**Problem to solve**
Every line of the entries below that mentions "lichen" is to be copied out.

**Supplied records**
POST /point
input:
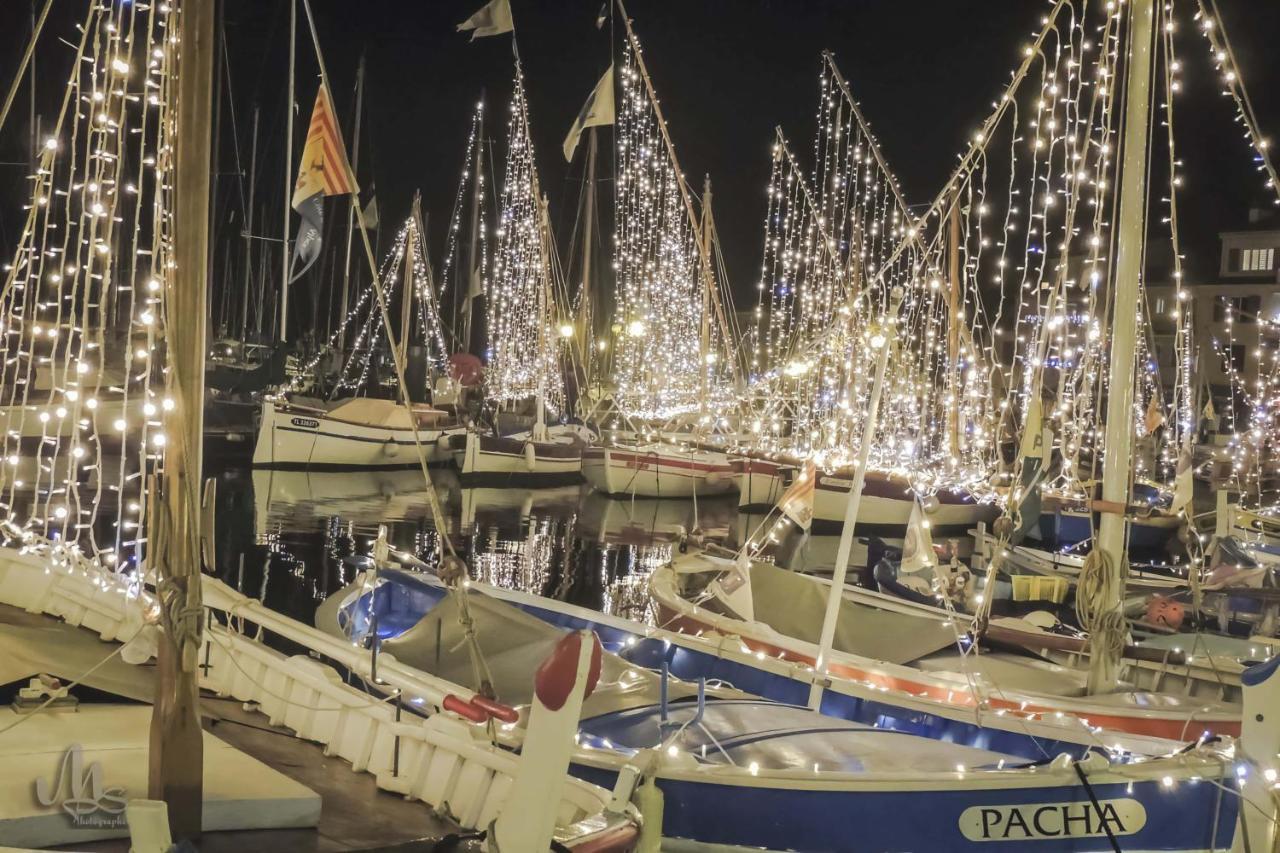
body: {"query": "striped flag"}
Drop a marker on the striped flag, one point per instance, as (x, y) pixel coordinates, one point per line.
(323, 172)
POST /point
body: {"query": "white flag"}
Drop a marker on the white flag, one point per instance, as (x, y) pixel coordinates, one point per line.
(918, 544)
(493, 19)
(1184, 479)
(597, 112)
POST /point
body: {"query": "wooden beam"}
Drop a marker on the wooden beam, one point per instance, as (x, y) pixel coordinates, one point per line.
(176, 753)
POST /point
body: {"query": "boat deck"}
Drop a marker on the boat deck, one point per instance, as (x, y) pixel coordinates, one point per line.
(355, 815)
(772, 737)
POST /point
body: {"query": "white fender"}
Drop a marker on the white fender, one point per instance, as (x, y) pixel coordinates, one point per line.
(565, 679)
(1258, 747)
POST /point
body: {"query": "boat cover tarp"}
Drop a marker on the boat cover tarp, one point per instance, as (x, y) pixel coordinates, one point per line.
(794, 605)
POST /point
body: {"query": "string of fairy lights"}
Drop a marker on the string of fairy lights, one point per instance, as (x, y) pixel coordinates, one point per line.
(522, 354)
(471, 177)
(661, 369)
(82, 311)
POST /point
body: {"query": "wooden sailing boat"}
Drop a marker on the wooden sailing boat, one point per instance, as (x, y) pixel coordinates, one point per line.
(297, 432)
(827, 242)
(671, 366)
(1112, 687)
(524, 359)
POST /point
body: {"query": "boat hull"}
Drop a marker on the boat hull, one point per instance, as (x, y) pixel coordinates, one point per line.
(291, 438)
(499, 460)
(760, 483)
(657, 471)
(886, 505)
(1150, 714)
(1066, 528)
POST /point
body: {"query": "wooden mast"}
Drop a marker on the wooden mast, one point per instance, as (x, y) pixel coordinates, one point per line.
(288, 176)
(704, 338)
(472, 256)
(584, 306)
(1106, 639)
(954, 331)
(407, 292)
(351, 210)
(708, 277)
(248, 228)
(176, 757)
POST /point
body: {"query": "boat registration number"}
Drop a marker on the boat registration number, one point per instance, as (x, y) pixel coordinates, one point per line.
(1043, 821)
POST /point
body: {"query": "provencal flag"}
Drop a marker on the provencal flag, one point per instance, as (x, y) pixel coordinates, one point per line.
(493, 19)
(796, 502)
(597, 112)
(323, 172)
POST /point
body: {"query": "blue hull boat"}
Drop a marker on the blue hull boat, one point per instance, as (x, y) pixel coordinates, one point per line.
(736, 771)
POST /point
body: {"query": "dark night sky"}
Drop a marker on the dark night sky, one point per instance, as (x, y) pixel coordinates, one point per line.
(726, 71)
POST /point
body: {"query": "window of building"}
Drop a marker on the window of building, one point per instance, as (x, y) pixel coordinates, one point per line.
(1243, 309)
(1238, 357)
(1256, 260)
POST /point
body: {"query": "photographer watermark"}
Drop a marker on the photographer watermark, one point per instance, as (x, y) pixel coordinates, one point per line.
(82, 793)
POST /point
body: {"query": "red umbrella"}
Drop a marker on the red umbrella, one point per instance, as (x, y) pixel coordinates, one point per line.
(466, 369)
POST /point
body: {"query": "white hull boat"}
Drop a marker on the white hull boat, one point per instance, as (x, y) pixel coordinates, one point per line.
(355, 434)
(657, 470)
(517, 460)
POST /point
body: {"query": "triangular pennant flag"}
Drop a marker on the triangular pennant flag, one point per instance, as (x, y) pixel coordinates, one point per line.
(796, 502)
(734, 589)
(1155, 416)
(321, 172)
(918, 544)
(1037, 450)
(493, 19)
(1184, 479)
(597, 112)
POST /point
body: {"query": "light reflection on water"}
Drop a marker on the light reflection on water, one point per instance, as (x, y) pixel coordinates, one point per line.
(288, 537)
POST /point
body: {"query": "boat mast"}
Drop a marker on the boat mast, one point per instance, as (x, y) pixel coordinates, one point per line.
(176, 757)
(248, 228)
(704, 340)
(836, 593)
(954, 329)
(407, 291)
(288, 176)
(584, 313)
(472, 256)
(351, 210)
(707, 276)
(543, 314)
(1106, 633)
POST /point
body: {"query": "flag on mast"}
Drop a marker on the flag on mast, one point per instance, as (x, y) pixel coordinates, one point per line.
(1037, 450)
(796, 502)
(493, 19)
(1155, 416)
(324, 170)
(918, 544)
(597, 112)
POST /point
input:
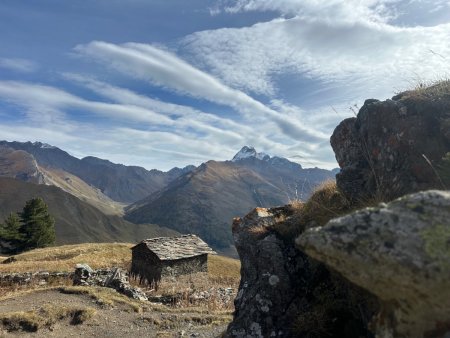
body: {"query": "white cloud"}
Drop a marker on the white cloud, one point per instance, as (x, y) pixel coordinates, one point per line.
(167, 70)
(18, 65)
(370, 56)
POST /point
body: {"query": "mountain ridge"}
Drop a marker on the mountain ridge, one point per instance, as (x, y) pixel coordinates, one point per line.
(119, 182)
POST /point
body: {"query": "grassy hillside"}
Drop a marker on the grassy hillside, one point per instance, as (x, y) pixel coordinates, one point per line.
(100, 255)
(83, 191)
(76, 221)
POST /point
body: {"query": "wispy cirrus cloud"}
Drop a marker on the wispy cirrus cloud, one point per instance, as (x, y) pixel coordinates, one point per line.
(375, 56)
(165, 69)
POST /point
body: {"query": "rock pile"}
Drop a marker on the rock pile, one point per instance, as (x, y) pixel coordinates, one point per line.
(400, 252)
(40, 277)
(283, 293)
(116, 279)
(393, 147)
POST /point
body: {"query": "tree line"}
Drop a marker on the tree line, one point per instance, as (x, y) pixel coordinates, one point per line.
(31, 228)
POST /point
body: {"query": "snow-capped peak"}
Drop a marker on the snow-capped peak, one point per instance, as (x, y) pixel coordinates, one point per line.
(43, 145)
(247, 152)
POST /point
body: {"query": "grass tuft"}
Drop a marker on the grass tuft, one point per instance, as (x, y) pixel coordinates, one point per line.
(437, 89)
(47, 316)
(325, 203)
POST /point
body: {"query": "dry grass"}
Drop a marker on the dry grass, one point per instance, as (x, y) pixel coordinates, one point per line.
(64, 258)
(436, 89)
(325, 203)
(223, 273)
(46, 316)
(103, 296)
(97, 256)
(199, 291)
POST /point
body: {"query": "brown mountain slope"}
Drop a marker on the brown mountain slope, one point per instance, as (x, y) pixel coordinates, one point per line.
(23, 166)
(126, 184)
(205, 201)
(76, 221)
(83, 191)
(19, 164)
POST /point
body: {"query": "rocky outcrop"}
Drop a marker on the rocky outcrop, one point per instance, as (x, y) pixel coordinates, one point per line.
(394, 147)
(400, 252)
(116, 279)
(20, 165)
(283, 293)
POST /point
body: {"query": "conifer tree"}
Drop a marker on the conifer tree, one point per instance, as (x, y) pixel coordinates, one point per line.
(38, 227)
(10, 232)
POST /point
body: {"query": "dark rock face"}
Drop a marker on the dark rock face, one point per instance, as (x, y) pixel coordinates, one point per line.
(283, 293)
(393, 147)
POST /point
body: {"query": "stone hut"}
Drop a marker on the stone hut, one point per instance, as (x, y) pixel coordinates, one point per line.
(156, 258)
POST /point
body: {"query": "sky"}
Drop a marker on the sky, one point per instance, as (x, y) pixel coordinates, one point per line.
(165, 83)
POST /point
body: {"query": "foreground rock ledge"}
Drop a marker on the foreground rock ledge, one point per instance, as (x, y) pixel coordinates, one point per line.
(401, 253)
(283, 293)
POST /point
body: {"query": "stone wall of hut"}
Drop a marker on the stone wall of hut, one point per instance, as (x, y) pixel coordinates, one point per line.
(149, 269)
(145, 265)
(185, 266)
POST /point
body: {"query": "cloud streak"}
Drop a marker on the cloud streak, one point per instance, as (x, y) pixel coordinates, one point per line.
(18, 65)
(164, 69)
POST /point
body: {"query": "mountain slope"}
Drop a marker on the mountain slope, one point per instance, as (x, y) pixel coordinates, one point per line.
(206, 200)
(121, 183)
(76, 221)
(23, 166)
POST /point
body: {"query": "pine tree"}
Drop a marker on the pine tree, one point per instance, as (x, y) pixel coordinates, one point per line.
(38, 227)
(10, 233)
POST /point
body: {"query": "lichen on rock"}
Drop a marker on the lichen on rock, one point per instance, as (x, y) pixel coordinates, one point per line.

**Response**
body: {"query": "lichen on rock"}
Drop a marker on the lichen on rock, one point per instance, as (x, y) pixel coordinates, one point per line.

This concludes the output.